Abstract
Developing energy-efficient parallel information processing systems beyond von Neumann architecture is a long-standing goal of modern information technologies. The widely used von Neumann computer architecture separates memory and computing units, which leads to energy-hungry data movement when computers work. In order to meet the need of efficient information processing for the data-driven applications such as big data and Internet of Things, an energy-efficient processing architecture beyond von Neumann is critical for the information society. Here we show a non-von Neumann architecture built of resistive switching (RS) devices named “iMemComp”, where memory and logic are unified with single-type devices. Leveraging nonvolatile nature and structural parallelism of crossbar RS arrays, we have equipped “iMemComp” with capabilities of computing in parallel and learning user-defined logic functions for large-scale information processing tasks. Such architecture eliminates the energy-hungry data movement in von Neumann computers. Compared with contemporary silicon technology, adder circuits based on “iMemComp” can improve the speed by 76.8% and the power dissipation by 60.3%, together with a 700 times aggressive reduction in the circuit area.

**Information provided**
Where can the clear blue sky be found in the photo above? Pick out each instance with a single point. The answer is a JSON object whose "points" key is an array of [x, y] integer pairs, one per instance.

**Written task A**
In the abstract on the iMemComp architecture, what improvements do adder circuits based on "iMemComp" show compared with contemporary silicon technology?
**Written task B**
Carry on the abstract on the iMemComp architecture, starting after its last sentence.

**Written answer A**
- Speed improved by 76.8%
- Power dissipation improved by 60.3%
- Circuit area reduced by a factor of 700

**Written answer B**
For decades, modern computers have been playing the central role in human society processing massive amounts of information every day. Behind every single operation our computers execute is the well-known von Neumann computer architecture1. In this architecture, the computing and memory units are separated and connected via buses, through which the instruction codes and computing data are consecutively transported between processors and memories. However, every joule of energy used for moving data between memories and processors consumes the limited budget, leaving less energy available for actual computation in our computers. This kind of frequent energy-hungry movement is thereby regarded as the “von Neumann bottleneck”2. Today, the need for energy-efficient information systems is as great as ever, covering various domains from big data processing and Internet of Things to wearable healthcare devices. Therefore, making a fundamental change from the bottom of the current computer architecture is essential to support diverse societal applications3. Alternative approaches such as logic-in-memory4,5,6 might mitigate von Neumann bottleneck due to the colocation of logic and memory units, but the inherent boundary between these two parts in the whole system could still limit the potential of energy saving7. Aiming at breaking the bottleneck in both device and architecture levels, we develop and demonstrate a non-von Neumann architecture named “iMemComp” based on resistive switching (RS) devices.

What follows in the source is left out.